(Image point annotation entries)
————

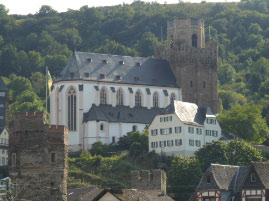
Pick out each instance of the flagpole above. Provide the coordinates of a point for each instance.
(46, 88)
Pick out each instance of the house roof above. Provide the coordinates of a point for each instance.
(121, 113)
(188, 113)
(118, 69)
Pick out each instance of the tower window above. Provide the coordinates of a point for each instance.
(155, 100)
(138, 99)
(103, 96)
(72, 108)
(194, 40)
(119, 97)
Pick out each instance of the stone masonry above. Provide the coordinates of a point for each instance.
(194, 63)
(38, 156)
(149, 180)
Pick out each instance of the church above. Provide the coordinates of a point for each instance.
(102, 97)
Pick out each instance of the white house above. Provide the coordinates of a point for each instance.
(182, 128)
(103, 97)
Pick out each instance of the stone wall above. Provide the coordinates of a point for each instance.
(38, 158)
(149, 180)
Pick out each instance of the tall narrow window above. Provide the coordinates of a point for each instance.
(72, 108)
(119, 97)
(194, 40)
(138, 99)
(155, 100)
(172, 98)
(103, 96)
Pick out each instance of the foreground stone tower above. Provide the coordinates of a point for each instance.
(38, 158)
(194, 63)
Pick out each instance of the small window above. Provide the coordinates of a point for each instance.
(208, 179)
(253, 177)
(52, 157)
(102, 127)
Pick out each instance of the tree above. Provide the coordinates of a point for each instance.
(183, 176)
(214, 152)
(245, 121)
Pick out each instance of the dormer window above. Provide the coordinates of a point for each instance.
(102, 76)
(253, 177)
(118, 77)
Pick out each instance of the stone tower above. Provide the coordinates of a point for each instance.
(194, 63)
(38, 158)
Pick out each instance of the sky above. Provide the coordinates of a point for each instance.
(25, 7)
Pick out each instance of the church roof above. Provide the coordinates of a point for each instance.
(189, 113)
(118, 69)
(121, 113)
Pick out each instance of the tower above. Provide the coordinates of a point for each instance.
(38, 158)
(193, 62)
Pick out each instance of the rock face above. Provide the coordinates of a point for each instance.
(38, 158)
(194, 63)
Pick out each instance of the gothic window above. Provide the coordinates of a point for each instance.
(172, 98)
(138, 99)
(72, 108)
(103, 96)
(194, 40)
(119, 97)
(155, 100)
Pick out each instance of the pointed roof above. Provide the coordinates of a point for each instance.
(118, 69)
(189, 113)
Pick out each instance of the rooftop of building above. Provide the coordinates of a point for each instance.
(118, 69)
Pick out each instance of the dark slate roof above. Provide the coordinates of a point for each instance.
(2, 85)
(91, 66)
(188, 113)
(121, 113)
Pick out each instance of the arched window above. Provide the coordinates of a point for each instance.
(138, 99)
(155, 100)
(172, 98)
(119, 97)
(72, 108)
(103, 96)
(194, 40)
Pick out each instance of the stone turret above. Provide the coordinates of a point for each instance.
(194, 63)
(38, 158)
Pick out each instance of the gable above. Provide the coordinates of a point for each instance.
(108, 197)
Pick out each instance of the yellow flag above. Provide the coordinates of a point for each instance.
(49, 79)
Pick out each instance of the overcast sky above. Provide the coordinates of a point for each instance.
(32, 6)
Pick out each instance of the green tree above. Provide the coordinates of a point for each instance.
(183, 176)
(245, 121)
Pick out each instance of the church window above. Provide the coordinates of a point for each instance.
(72, 108)
(103, 96)
(119, 97)
(102, 127)
(138, 99)
(172, 98)
(194, 40)
(155, 100)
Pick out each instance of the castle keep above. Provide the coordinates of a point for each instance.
(193, 62)
(38, 158)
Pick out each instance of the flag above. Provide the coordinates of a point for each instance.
(49, 81)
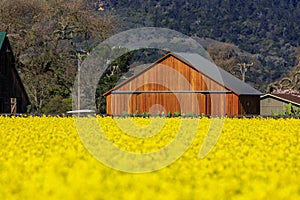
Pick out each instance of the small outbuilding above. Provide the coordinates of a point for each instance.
(13, 97)
(186, 83)
(271, 104)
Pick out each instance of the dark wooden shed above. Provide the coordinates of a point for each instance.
(13, 97)
(185, 83)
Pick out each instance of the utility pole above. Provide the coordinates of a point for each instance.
(78, 80)
(80, 56)
(244, 69)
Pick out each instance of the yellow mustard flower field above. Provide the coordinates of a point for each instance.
(46, 158)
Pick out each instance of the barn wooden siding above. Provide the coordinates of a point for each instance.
(173, 85)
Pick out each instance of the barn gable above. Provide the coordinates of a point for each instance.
(185, 83)
(13, 97)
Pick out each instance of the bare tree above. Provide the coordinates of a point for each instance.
(46, 36)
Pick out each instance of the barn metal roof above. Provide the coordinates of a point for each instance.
(218, 74)
(205, 67)
(2, 38)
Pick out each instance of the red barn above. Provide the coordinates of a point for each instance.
(185, 83)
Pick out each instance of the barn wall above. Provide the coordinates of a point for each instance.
(153, 103)
(249, 105)
(171, 74)
(174, 75)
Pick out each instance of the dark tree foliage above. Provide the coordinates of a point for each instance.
(268, 29)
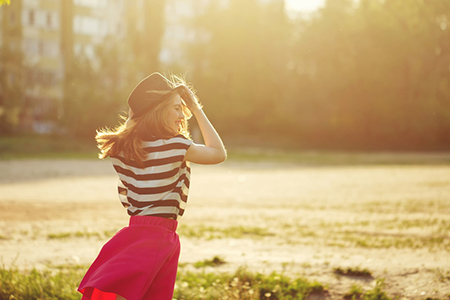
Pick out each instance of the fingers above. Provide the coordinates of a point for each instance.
(190, 99)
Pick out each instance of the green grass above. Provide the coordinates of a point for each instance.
(46, 147)
(61, 283)
(243, 285)
(214, 262)
(78, 234)
(210, 232)
(357, 272)
(64, 147)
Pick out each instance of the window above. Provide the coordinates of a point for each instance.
(31, 17)
(12, 17)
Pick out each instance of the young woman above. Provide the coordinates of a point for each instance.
(151, 154)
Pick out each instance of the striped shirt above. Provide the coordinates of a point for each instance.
(160, 185)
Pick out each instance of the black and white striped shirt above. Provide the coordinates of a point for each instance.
(160, 185)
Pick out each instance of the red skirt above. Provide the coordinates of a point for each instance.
(139, 262)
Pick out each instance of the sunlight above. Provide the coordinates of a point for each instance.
(304, 5)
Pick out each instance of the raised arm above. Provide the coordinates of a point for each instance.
(213, 152)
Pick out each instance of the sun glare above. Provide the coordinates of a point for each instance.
(304, 5)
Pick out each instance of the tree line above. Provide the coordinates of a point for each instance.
(367, 74)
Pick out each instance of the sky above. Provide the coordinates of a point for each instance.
(304, 5)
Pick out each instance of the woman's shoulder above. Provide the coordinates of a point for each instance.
(173, 142)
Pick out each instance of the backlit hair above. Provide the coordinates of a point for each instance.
(126, 139)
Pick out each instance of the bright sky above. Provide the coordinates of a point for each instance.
(304, 5)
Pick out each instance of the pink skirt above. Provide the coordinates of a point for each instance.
(139, 262)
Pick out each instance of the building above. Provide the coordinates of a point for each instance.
(39, 40)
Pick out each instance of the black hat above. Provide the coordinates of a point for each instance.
(145, 95)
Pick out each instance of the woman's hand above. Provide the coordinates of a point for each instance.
(191, 100)
(129, 120)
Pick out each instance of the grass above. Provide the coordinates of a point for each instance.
(352, 272)
(46, 147)
(243, 285)
(61, 283)
(49, 147)
(210, 232)
(214, 262)
(79, 234)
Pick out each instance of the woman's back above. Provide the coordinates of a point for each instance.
(159, 185)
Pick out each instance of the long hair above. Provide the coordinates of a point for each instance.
(126, 139)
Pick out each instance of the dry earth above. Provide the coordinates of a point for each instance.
(301, 220)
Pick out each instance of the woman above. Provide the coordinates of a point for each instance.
(151, 154)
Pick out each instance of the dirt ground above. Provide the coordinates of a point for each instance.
(392, 220)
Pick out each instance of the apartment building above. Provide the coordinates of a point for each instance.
(39, 40)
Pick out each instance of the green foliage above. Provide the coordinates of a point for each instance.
(35, 284)
(243, 285)
(95, 91)
(214, 262)
(237, 232)
(354, 75)
(62, 282)
(352, 272)
(45, 146)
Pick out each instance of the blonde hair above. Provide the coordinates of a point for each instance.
(126, 139)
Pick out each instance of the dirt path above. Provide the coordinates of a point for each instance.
(308, 221)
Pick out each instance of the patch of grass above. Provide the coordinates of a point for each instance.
(442, 275)
(34, 284)
(237, 232)
(384, 240)
(243, 285)
(214, 262)
(355, 293)
(352, 272)
(377, 292)
(61, 282)
(264, 154)
(78, 234)
(46, 147)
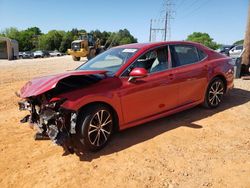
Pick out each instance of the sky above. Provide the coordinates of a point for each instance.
(223, 20)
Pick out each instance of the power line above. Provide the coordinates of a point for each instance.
(165, 29)
(196, 9)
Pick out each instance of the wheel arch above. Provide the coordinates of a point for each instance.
(222, 77)
(114, 112)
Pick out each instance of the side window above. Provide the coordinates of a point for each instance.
(153, 61)
(183, 55)
(202, 55)
(239, 47)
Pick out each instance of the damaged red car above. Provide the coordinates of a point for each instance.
(124, 87)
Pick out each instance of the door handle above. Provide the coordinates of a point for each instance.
(206, 67)
(171, 76)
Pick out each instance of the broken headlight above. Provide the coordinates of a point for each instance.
(55, 103)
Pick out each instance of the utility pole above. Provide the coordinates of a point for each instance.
(246, 55)
(166, 26)
(164, 29)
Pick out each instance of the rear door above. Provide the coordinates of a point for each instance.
(191, 71)
(150, 95)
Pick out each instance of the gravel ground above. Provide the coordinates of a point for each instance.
(194, 148)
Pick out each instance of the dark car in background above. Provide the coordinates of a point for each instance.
(225, 49)
(41, 54)
(25, 55)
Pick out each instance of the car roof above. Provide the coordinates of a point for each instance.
(155, 44)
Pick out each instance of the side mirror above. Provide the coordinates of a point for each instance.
(137, 73)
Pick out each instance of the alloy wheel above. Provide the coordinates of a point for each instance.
(100, 128)
(216, 93)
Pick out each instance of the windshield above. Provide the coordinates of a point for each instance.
(110, 60)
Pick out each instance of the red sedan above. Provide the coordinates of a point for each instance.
(123, 87)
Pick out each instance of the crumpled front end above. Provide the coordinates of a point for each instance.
(50, 120)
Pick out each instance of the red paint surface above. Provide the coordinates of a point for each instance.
(147, 98)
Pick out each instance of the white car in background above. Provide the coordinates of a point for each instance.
(55, 53)
(236, 51)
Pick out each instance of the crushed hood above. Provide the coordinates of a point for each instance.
(41, 85)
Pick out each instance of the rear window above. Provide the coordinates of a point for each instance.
(184, 55)
(202, 55)
(239, 47)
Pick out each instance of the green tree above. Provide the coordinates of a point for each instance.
(203, 38)
(52, 40)
(121, 37)
(66, 41)
(239, 42)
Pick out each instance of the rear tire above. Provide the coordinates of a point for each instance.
(95, 127)
(214, 94)
(76, 58)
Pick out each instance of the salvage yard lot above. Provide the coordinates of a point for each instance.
(194, 148)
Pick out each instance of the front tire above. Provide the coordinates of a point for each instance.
(95, 127)
(215, 93)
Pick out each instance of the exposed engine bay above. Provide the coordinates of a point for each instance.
(50, 119)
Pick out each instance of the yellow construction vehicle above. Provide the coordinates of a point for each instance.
(85, 46)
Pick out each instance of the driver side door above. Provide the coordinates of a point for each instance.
(150, 95)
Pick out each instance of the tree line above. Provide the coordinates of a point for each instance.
(33, 39)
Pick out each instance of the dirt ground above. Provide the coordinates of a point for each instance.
(194, 148)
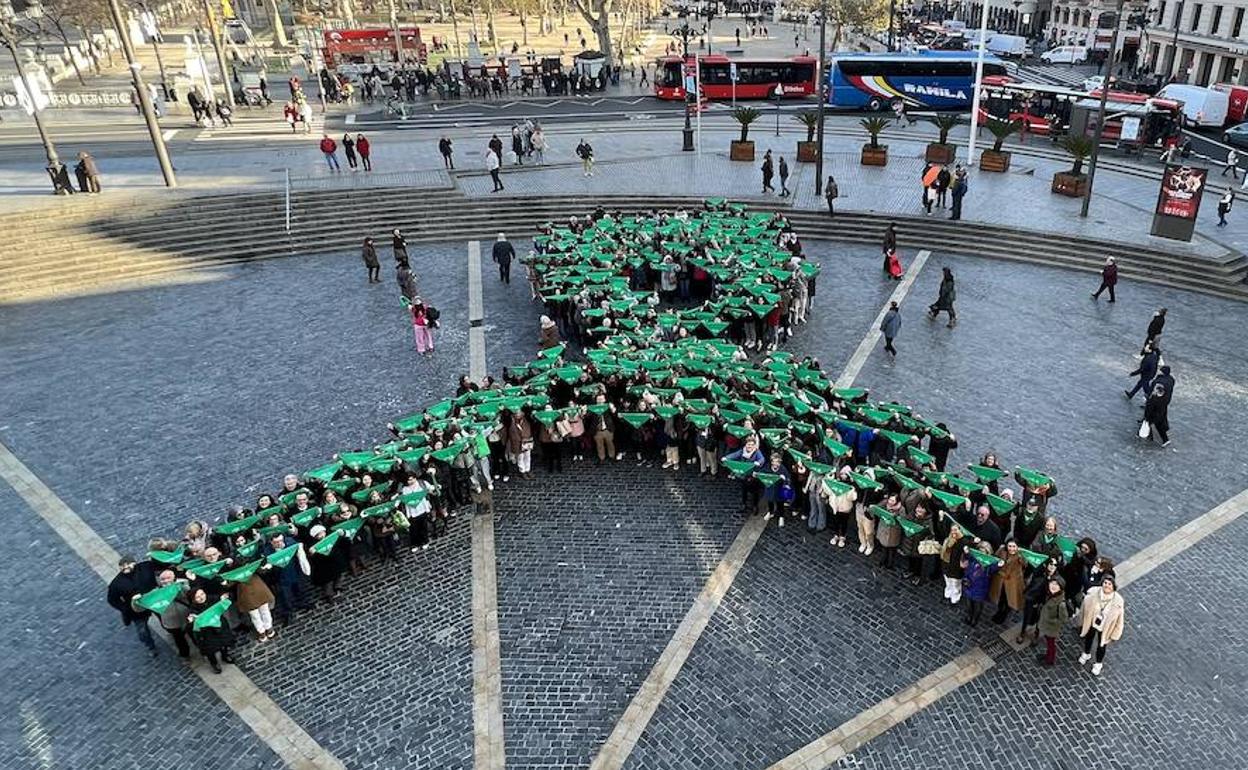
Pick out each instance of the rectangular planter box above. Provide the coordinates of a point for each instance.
(995, 161)
(741, 151)
(940, 154)
(875, 156)
(1071, 185)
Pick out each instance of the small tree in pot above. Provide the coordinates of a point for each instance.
(808, 151)
(1001, 130)
(743, 149)
(941, 151)
(1073, 182)
(875, 154)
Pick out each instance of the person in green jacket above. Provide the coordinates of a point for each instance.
(1052, 619)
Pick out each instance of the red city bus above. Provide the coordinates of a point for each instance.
(755, 77)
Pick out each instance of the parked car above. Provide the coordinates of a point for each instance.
(1066, 54)
(1236, 135)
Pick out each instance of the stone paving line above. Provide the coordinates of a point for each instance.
(256, 709)
(833, 746)
(487, 673)
(632, 724)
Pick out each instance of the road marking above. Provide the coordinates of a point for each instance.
(880, 718)
(487, 670)
(629, 728)
(632, 724)
(872, 337)
(870, 724)
(270, 723)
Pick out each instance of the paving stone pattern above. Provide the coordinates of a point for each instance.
(79, 688)
(145, 409)
(595, 569)
(383, 678)
(1171, 695)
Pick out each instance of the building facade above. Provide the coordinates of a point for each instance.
(1197, 43)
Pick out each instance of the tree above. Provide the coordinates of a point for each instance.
(598, 15)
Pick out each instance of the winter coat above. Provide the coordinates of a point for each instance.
(977, 578)
(891, 323)
(1113, 615)
(253, 594)
(1053, 615)
(1010, 579)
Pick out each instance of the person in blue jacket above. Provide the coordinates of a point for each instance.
(749, 452)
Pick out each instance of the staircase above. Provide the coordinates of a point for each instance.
(80, 246)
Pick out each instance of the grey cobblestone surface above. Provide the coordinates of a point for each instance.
(79, 688)
(595, 569)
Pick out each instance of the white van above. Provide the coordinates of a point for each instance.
(1201, 106)
(1066, 54)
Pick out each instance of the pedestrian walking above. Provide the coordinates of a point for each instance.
(447, 149)
(398, 242)
(370, 256)
(957, 191)
(945, 298)
(330, 149)
(890, 326)
(1103, 614)
(90, 171)
(503, 255)
(1108, 278)
(127, 585)
(348, 149)
(1156, 423)
(493, 165)
(1155, 331)
(1224, 205)
(1232, 164)
(585, 152)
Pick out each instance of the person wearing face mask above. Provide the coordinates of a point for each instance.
(1103, 617)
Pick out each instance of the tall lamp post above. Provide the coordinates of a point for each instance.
(9, 31)
(1100, 112)
(821, 82)
(684, 33)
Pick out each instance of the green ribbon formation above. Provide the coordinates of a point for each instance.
(694, 375)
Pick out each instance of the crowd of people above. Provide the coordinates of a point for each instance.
(695, 385)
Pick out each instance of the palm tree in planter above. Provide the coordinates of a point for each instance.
(743, 150)
(808, 151)
(1001, 130)
(1073, 182)
(941, 151)
(875, 154)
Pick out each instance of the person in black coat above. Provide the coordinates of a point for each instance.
(1146, 371)
(1155, 330)
(134, 580)
(370, 256)
(503, 255)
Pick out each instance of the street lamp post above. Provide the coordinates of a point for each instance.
(821, 74)
(145, 101)
(1100, 115)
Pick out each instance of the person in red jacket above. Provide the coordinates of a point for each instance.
(1108, 278)
(330, 149)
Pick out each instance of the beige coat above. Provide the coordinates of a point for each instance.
(1115, 615)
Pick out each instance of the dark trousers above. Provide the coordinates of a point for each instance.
(1093, 638)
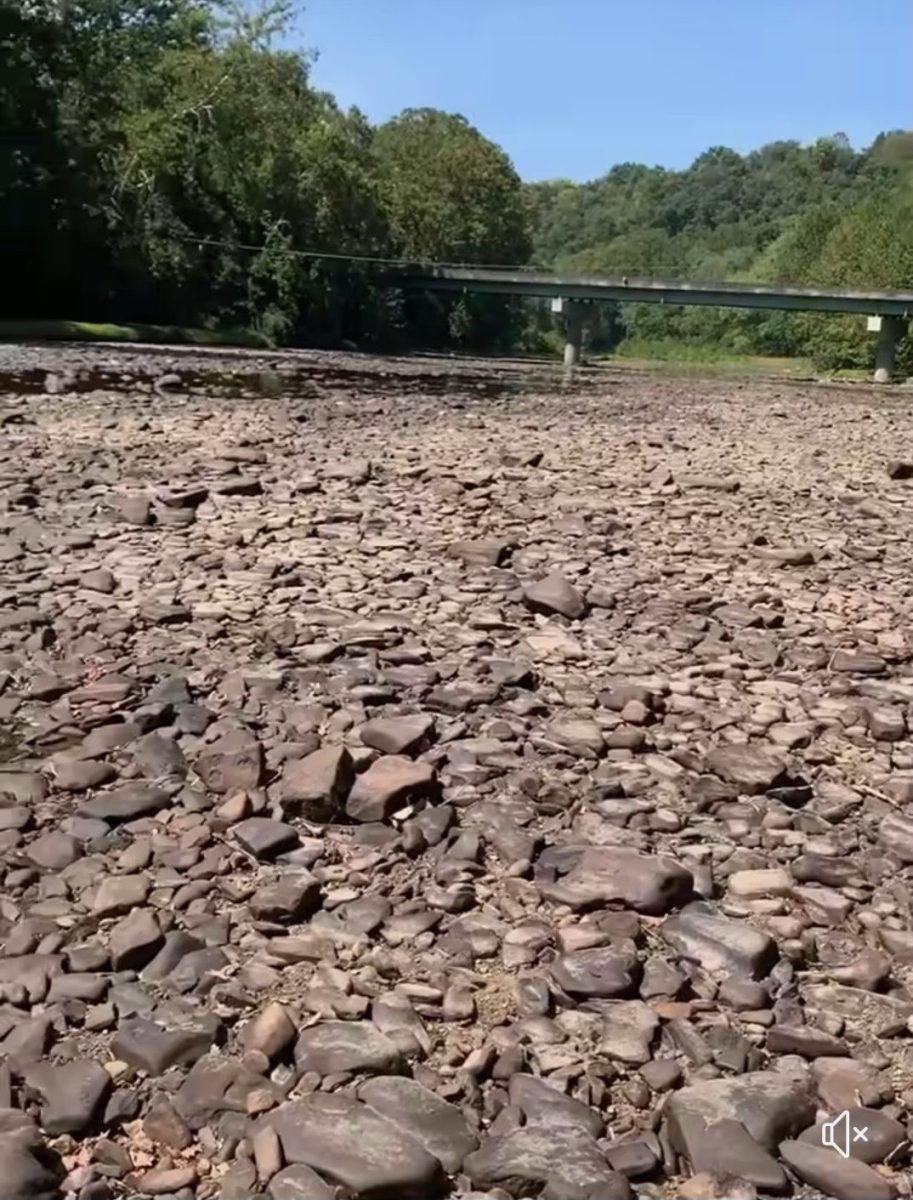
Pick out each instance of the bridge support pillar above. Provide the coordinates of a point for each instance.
(890, 330)
(572, 333)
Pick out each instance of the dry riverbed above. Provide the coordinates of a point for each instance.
(426, 779)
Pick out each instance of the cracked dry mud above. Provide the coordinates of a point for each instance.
(426, 779)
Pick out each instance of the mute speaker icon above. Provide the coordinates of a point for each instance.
(836, 1134)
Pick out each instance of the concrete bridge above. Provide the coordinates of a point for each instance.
(888, 312)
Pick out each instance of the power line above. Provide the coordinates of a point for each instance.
(353, 258)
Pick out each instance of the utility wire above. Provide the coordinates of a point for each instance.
(353, 258)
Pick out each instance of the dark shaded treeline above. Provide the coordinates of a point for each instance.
(163, 161)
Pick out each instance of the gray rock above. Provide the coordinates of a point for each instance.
(553, 594)
(155, 1048)
(398, 735)
(752, 767)
(72, 1095)
(233, 763)
(845, 1179)
(438, 1127)
(126, 803)
(289, 899)
(770, 1105)
(354, 1147)
(347, 1045)
(613, 874)
(536, 1157)
(602, 971)
(702, 935)
(628, 1031)
(389, 784)
(541, 1104)
(265, 838)
(316, 786)
(299, 1182)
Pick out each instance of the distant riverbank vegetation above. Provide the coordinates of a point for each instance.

————

-- BRIEF --
Extract, exactly as they appear, the lines from the one containing "Pick out each instance of the utility wire" through the final line.

-- RESULT OF THE EXERCISE --
Pick out each instance of the utility wire above. Provide the coordinates of a point for each instance.
(353, 258)
Pick out each instance of the dark shaded treeline above. Provide the coordinates of a point for each instance.
(163, 161)
Pick out each instance of the gray rock above. Provide the coordinates of a point for each instance.
(553, 594)
(155, 1048)
(398, 735)
(752, 767)
(72, 1095)
(233, 763)
(845, 1179)
(438, 1127)
(126, 803)
(289, 899)
(770, 1105)
(354, 1147)
(347, 1045)
(613, 874)
(536, 1157)
(602, 971)
(702, 935)
(628, 1031)
(389, 784)
(541, 1104)
(265, 838)
(316, 786)
(299, 1182)
Pick out each instance of the distant riverbank vegetation above. Provide the coordinates of a point for each instance.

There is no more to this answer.